Problema scritto 1:
Aggiorna l'elenco dei dati archiviati sostituendo "rear bumper" con "front bumper" ovunque compaia, senza cambiare nient'altro.
---- Estratto fornito
Piero Mancini (foto) torna a parlare di accoglienza e lo fa rispondendo alla lettera scrittagli da Gianluca Martone.
"Caro direttore - si legge - ho appena terminato di leggere una nota contraddittoria, piena di gratuito livore e anche risibili accuse verso la mia persona, ad opera del giornalista Gianluca Martone, fino ad ora a me ignoto.
Cerco di essere sempre una persona razionale e rispettosa, per questo non scendo mai al livello di chi, improvvidamente, si lascia andare a manifestazioni di pensiero che cozzano con il vivere civile.
Chiamato in causa, con modi maldestri, superficiali oltre che sconclusionati, sono costretto a intervenire  per far chiarezza su alcuni punti.
Primo, la nostra Costituzione ripudia la guerra per la risoluzione delle controversie internazionali.
Naturalmente per salvaguardare l'integrità del Paese difende militarmente i confini in caso di aggressione armata da parte di eserciti nemici.
I migranti sono disperati, non armati e vengono in pace.
Secondo, pur non conoscendomi affatto afferma, in evidente contraddizione, con grande sicurezza, oltre che in modo gratuito, che il sottoscritto sia "figlio della nefasta ideologia sessantottina".
Evidenziando che la stragrande maggioranza dei protagonisti di quell'anno, che ancora terrorizza il giornalista, abbia abiurato dopo pochi anni, figuriamoci se possa io essere indicato come figlio.
Per dare al giornalista, che in questa nota mostra vistose lacune proprio nella delicata professione, completezza informativa, sottolineo in modo schematico che invece ho fatto parte del Movimento del '77.
Un Movimento non dei figli della borghesia, come il '68, ma composto di precari, non garantiti si diceva, inoccupati e emarginati sociali.
Per quanto riguarda i gravissimi problemi irrisolti delle popolazioni terremotate, non deve rivolgere le sue immotivate e risibili accuse al sottoscritto.
Trattando la lettera aperta a don Nicola De Blasio di altre problematiche, non aveva la possibilità di poterli citare.
Colgo l'occasione per esprimere al tal riguardo il mio modesto pensiero.
Tutta la nostra classe dirigente è colpevole.
Iniziando dal Governo Berlusconi-Lega Nord, che ha mostrato il peggio dopo il terremoto de L'Aquila, terremoto non citato dal giornalista.
Il governo del Pd ha evidenziato il peggio nei terremoti successivi, Umbria e Marche.
--------
---- Voci registrate
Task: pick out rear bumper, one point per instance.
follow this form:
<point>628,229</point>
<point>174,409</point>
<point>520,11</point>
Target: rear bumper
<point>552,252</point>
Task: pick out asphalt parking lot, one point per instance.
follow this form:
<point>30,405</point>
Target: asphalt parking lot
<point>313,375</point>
--------
Problema scritto 2:
Per favore, elenca i luoghi dei terremoti nominati nella lettera di Mancini.

Risultato 1:
Task: pick out front bumper, one point per instance.
follow this form:
<point>628,229</point>
<point>174,409</point>
<point>520,11</point>
Target: front bumper
<point>552,252</point>
Task: pick out asphalt parking lot, one point per instance.
follow this form:
<point>30,405</point>
Target: asphalt parking lot
<point>313,375</point>

Risultato 2:
L'Aquila, Umbria, Marche